**ACTIVITY**
Copy all of the records exactly.

** Opening DATA SUPPLIED block **

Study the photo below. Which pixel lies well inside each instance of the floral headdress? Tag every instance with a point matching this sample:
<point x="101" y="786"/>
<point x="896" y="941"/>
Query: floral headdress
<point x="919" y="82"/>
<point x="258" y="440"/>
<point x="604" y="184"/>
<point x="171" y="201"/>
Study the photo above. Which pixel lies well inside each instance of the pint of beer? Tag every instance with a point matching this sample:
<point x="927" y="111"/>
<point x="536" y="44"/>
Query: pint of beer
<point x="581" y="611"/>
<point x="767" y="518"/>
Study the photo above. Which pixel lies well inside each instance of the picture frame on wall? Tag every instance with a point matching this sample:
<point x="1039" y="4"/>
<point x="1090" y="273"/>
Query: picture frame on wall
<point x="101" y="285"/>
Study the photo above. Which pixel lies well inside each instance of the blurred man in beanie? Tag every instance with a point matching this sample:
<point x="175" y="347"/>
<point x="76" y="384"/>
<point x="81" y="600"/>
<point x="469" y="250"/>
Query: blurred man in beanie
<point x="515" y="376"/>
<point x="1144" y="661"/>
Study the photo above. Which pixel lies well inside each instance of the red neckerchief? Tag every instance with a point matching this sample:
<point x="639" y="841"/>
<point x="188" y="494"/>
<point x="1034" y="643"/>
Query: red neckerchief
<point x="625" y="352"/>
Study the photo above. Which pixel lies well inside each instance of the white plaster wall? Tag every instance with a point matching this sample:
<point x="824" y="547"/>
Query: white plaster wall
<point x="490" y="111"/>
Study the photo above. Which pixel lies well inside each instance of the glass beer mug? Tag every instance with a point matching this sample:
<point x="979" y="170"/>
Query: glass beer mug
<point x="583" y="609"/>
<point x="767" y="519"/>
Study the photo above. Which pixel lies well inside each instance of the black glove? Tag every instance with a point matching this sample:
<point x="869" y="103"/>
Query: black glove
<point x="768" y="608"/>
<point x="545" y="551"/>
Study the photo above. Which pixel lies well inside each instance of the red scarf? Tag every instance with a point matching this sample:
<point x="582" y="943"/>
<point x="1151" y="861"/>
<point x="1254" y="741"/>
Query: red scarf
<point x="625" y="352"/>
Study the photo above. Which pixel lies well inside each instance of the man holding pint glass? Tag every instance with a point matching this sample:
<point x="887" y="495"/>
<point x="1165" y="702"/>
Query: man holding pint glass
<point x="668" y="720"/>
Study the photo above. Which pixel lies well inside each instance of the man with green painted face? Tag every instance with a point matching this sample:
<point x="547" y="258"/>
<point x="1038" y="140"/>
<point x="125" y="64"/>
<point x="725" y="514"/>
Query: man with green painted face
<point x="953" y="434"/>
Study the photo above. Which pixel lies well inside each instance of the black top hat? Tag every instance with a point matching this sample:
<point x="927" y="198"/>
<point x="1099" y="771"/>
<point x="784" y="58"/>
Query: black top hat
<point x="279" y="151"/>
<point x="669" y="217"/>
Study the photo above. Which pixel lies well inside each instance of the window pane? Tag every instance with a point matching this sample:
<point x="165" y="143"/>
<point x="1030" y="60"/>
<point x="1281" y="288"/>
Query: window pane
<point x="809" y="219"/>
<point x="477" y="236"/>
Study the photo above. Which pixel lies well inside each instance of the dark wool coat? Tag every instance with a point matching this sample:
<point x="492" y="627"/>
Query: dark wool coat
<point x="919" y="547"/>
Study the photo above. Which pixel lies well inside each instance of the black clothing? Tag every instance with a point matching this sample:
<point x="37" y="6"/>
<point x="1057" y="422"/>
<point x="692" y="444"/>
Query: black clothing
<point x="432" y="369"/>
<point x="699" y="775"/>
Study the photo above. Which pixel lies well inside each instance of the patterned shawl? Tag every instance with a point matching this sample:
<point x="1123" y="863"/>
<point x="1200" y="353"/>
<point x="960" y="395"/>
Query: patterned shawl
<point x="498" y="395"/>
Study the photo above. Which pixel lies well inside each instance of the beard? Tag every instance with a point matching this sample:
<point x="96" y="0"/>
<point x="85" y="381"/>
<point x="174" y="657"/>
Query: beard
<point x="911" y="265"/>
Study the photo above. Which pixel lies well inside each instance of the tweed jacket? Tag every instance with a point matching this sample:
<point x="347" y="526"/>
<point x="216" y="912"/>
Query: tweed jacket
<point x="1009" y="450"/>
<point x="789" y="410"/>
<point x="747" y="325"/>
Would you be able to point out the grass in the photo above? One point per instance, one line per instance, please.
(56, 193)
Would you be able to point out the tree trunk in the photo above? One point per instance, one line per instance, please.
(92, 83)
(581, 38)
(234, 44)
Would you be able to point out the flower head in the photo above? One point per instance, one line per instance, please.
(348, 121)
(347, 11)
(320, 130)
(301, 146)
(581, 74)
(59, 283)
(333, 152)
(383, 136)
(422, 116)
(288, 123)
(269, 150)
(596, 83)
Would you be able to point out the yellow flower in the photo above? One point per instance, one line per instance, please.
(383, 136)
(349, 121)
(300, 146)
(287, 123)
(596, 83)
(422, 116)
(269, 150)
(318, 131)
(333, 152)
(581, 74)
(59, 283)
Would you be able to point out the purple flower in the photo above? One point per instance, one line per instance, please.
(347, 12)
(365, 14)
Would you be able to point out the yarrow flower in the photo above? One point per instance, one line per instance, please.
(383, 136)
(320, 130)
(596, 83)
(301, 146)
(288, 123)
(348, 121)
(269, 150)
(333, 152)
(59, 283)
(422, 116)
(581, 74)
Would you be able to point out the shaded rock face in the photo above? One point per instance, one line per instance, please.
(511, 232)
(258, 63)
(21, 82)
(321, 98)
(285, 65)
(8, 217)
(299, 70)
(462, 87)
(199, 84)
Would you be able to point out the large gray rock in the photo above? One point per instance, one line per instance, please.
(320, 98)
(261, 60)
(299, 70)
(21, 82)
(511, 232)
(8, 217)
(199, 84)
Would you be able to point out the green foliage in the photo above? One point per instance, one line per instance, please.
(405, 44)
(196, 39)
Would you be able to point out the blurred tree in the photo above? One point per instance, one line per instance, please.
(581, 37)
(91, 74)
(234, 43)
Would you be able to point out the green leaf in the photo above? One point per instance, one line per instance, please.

** Closing DATA SUPPLIED block **

**RESULT**
Study the photo below. Which pixel lies well inside each instance of the floral headdress? Tag every instance with a point matching this sample:
<point x="101" y="786"/>
<point x="896" y="941"/>
Query: floral headdress
<point x="919" y="82"/>
<point x="258" y="440"/>
<point x="604" y="184"/>
<point x="171" y="201"/>
Study the photo above. Which pixel lies well inside each instance of the pint of beer? Tag every instance with a point matching this sample:
<point x="927" y="111"/>
<point x="536" y="44"/>
Query: pint of beer
<point x="581" y="611"/>
<point x="767" y="518"/>
Study the photo above. Which pixel lies well inside each instance of the picture frame on wall? Tag every instance with a point matching this sample:
<point x="1039" y="4"/>
<point x="1090" y="273"/>
Query: picture frame on wall
<point x="101" y="285"/>
Study the photo above. Which pixel lies well inside each instance of the blurred man in beanie? Tag every instance with a point matching this sample:
<point x="175" y="347"/>
<point x="76" y="384"/>
<point x="81" y="600"/>
<point x="469" y="250"/>
Query: blurred man in beanie
<point x="515" y="376"/>
<point x="1144" y="661"/>
Study the photo above. Which pixel lies well inside each instance of the red neckerchief? Tag every instance with a point matching this sample:
<point x="639" y="841"/>
<point x="188" y="494"/>
<point x="1034" y="643"/>
Query: red neckerchief
<point x="625" y="352"/>
Study the photo above. Which pixel lies well inside each instance of the white plaster wall? Tag every instance with a point matching this sample:
<point x="824" y="547"/>
Query: white plaster wall
<point x="490" y="111"/>
Study the photo above. Which pixel lies well inside each instance of the glass beer mug? Tag every instance with a point matching this sample:
<point x="979" y="170"/>
Query: glass beer mug
<point x="583" y="609"/>
<point x="767" y="519"/>
Study the photo above. Which pixel lies well inside each instance of the black glove? Tag every instance with a point matching this sample:
<point x="869" y="103"/>
Query: black glove
<point x="768" y="608"/>
<point x="545" y="551"/>
Study the photo above. Which pixel lies well inside each instance of the red scarf? Tag every instance with a point matching this sample:
<point x="582" y="943"/>
<point x="1151" y="861"/>
<point x="1254" y="741"/>
Query: red scarf
<point x="625" y="352"/>
Study the photo above. Which pixel lies well inside each instance of the man holding pint glass? Tag every instance with a point matching this sample:
<point x="887" y="495"/>
<point x="1165" y="702"/>
Query: man holding pint glass
<point x="668" y="720"/>
Study the photo above. Which pixel lies well inside each instance of the man with green painted face? Tag every instance with a point matching this sample:
<point x="547" y="258"/>
<point x="1038" y="140"/>
<point x="125" y="64"/>
<point x="725" y="514"/>
Query: man with green painted face
<point x="953" y="434"/>
Study the photo above. Which pixel lies well inside each instance of the black top hat? Tag every instance with a point matching this sample:
<point x="927" y="198"/>
<point x="1099" y="771"/>
<point x="784" y="58"/>
Query: black top hat
<point x="279" y="151"/>
<point x="669" y="217"/>
Study the photo above. Which pixel lies well inside each instance of the window pane? Tag every instance with a point matching this sample:
<point x="165" y="143"/>
<point x="1030" y="60"/>
<point x="1281" y="288"/>
Query: window pane
<point x="809" y="219"/>
<point x="477" y="236"/>
Study the photo above. Which pixel lies well inside each instance of the dark wool coat? Tag every instance with a point matching this sample:
<point x="492" y="627"/>
Query: dark wool coat
<point x="919" y="547"/>
Study the photo above. Which pixel lies well inside each instance of the black clothing? Tag every instance with a point matching this sample:
<point x="37" y="6"/>
<point x="1057" y="422"/>
<point x="692" y="444"/>
Query: black clothing
<point x="432" y="369"/>
<point x="699" y="775"/>
Study the photo above. Which pixel lies well inside each instance of the patterned shawl? Tag every instance with a point matching this sample:
<point x="1123" y="863"/>
<point x="1200" y="353"/>
<point x="960" y="395"/>
Query: patterned shawl
<point x="498" y="395"/>
Study the photo above. Which pixel lies well inside each instance of the beard? Tag every instance with a point matching this sample:
<point x="96" y="0"/>
<point x="85" y="381"/>
<point x="174" y="657"/>
Query: beard
<point x="911" y="265"/>
Study the photo above. Which pixel lies well inside each instance of the tweed jacket? Tag every instance with a point matching this sample:
<point x="347" y="526"/>
<point x="216" y="912"/>
Query: tweed jacket
<point x="1009" y="450"/>
<point x="789" y="410"/>
<point x="747" y="325"/>
Would you be able to point out the grass in the photo above? One point per instance, one line per instance, please.
(56, 193)
Would you be able to point out the tree trunk in the photo above? One point per instance, one line per instance, please.
(92, 83)
(581, 38)
(234, 44)
Would you be able to point out the flower head in the photo above? One point per instance, one line per instance, please.
(348, 121)
(347, 11)
(320, 130)
(301, 146)
(581, 74)
(59, 283)
(333, 152)
(383, 136)
(422, 116)
(288, 123)
(269, 150)
(596, 83)
Would you be able to point out the yellow flower in the photo above? One point per instance, one line per instance, please.
(383, 136)
(349, 121)
(300, 146)
(287, 123)
(596, 83)
(422, 116)
(269, 150)
(318, 131)
(333, 152)
(581, 74)
(59, 283)
Would you be able to point out the purple flower in the photo above? One point per instance, one line per instance, please.
(347, 12)
(365, 14)
Would you be able to point out the yarrow flower in the photo above? One point per instance, one line per instance, please.
(383, 136)
(320, 130)
(596, 83)
(301, 146)
(288, 123)
(348, 121)
(269, 150)
(333, 152)
(59, 283)
(422, 116)
(581, 74)
Would you be able to point out the shaded rock face in the photo above? One point per instance, one line per instance, please.
(511, 232)
(258, 63)
(21, 82)
(321, 98)
(285, 65)
(8, 217)
(299, 70)
(462, 87)
(199, 84)
Would you be able to point out the large gray rock in the photo above? One point per instance, one line per instance, please.
(320, 98)
(261, 60)
(299, 70)
(21, 82)
(511, 232)
(8, 217)
(199, 84)
Would you be able to point out the green foliage in the photo above? One point per instance, one line per instance, please.
(405, 44)
(196, 39)
Would you be able to point out the blurred tree in the photo above? One point per instance, one line per instance, please.
(581, 37)
(91, 74)
(234, 43)
Would you be able to point out the green leaf in the photo above? One point per instance, one line per instance, please.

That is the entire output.